# Problem
Edit the stretch of data from "point: dirt path" through the end: swap "dirt path" for "gravel road" and leave everything else as it is.

# Exercise inputs
* begin *

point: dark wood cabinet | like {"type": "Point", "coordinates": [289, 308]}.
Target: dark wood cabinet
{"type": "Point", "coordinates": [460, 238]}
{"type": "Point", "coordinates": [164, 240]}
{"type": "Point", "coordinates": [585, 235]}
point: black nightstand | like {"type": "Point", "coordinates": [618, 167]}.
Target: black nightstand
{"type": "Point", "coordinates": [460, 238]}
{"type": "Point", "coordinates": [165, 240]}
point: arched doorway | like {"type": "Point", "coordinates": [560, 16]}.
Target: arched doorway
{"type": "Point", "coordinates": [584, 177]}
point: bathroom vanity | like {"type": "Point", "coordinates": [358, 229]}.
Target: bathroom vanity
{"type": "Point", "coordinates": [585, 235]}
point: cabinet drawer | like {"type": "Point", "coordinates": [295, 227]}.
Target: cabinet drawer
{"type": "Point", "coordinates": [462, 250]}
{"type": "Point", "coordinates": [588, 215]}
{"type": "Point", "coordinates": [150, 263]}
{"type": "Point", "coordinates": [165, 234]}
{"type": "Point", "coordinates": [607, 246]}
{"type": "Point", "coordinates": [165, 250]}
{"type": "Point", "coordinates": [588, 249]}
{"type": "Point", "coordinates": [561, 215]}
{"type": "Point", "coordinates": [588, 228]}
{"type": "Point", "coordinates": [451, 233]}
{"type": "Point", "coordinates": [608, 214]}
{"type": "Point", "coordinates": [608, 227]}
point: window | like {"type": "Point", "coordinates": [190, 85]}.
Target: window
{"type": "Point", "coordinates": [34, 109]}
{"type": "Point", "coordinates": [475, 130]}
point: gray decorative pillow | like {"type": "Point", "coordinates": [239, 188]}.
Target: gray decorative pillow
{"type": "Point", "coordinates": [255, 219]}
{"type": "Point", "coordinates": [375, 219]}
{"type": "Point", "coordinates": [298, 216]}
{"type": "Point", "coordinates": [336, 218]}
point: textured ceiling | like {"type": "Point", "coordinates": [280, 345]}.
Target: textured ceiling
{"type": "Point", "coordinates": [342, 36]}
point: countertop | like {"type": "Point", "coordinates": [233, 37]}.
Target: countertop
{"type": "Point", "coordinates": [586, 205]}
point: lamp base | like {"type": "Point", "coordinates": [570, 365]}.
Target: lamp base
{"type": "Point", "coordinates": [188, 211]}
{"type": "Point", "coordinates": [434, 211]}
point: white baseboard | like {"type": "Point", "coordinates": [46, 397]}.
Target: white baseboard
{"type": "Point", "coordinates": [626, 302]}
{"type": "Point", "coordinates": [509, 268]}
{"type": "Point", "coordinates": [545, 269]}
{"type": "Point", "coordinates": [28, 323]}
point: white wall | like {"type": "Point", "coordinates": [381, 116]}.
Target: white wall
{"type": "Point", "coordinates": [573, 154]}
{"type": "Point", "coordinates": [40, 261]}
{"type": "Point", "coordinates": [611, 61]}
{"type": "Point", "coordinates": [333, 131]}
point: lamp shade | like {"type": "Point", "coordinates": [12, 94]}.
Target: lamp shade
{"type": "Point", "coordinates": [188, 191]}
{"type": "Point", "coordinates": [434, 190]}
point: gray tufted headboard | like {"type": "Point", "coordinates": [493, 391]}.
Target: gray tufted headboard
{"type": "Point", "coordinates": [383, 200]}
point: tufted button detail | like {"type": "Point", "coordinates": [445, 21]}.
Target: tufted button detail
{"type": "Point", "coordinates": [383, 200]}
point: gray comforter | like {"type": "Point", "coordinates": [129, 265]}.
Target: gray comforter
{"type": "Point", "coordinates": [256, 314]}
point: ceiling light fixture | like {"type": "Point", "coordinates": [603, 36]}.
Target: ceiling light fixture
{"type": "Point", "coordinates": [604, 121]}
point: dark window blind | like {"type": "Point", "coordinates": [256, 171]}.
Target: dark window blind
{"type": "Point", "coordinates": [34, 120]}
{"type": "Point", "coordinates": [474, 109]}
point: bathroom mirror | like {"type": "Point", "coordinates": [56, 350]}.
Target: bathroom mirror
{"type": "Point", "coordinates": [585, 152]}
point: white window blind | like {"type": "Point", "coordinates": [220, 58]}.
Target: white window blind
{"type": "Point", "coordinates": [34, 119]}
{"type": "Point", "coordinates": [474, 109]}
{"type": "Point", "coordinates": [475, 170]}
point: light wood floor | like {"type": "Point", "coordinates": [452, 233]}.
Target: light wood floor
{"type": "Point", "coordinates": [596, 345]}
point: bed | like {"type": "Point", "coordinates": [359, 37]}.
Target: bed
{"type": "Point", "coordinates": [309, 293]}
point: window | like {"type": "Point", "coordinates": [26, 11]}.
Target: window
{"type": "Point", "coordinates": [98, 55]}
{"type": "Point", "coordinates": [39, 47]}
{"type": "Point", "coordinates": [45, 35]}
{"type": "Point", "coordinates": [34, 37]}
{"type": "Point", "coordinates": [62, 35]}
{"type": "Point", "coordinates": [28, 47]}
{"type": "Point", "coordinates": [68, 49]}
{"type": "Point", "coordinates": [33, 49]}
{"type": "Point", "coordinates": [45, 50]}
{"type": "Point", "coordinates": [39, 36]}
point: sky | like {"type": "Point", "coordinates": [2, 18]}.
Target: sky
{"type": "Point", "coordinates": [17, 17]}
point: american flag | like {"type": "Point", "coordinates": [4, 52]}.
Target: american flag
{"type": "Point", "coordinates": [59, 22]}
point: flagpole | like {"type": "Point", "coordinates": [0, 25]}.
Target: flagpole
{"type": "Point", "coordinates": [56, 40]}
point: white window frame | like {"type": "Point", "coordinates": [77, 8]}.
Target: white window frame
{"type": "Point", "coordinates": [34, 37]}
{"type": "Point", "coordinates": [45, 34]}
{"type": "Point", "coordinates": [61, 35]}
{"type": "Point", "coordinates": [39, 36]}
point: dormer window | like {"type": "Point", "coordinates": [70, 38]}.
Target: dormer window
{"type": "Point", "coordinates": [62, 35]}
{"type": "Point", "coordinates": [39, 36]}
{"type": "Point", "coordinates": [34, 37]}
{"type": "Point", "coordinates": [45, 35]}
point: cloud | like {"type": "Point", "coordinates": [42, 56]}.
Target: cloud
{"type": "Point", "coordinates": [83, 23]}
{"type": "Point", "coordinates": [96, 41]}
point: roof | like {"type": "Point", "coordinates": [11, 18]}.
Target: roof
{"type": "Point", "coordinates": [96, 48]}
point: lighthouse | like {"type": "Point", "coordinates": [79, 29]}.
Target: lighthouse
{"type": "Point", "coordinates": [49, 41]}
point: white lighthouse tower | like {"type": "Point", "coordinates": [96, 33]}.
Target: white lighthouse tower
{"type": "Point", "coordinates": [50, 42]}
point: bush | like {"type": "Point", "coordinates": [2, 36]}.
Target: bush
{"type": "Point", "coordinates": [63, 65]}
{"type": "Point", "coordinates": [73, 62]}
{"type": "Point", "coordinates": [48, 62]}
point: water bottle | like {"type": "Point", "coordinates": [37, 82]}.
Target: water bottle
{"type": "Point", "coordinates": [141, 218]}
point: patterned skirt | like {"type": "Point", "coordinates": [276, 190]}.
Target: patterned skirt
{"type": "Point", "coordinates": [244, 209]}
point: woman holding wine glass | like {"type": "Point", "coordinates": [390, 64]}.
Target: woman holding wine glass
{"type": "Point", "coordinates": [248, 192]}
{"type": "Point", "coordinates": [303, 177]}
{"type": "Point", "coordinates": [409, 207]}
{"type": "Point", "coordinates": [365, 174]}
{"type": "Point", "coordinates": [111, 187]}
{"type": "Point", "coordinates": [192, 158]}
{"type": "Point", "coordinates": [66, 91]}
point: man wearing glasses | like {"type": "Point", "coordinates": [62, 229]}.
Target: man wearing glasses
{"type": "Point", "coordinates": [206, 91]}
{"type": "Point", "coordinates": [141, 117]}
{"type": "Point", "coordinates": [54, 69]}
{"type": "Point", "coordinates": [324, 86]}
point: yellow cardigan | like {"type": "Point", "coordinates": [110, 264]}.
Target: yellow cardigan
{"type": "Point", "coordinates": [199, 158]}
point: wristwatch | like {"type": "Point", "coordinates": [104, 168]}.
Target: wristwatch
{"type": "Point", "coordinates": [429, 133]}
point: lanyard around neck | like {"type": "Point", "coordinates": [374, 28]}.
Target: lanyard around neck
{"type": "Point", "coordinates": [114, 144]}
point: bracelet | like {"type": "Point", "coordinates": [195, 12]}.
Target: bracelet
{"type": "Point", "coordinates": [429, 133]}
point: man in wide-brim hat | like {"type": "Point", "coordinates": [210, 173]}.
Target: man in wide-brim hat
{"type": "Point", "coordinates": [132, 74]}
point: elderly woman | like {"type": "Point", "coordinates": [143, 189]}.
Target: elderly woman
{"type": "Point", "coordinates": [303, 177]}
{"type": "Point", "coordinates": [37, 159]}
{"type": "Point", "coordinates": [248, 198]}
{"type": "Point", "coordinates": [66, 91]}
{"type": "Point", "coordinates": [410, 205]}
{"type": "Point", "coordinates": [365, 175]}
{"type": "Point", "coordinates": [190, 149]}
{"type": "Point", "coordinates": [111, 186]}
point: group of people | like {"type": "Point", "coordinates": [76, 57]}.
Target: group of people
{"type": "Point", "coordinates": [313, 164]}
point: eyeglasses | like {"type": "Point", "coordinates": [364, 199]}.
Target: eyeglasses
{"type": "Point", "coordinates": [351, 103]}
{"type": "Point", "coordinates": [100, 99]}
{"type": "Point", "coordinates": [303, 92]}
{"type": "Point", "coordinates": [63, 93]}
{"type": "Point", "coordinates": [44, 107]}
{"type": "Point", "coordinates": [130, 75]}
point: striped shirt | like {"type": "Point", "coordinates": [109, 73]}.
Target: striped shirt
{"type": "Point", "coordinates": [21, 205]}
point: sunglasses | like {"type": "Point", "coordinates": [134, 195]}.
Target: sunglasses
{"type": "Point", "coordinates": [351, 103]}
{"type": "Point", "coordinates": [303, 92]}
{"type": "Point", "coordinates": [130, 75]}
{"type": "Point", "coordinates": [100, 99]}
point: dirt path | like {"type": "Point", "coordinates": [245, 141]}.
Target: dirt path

* end *

# Answer for this exercise
point: gravel road | like {"type": "Point", "coordinates": [245, 141]}.
Target: gravel road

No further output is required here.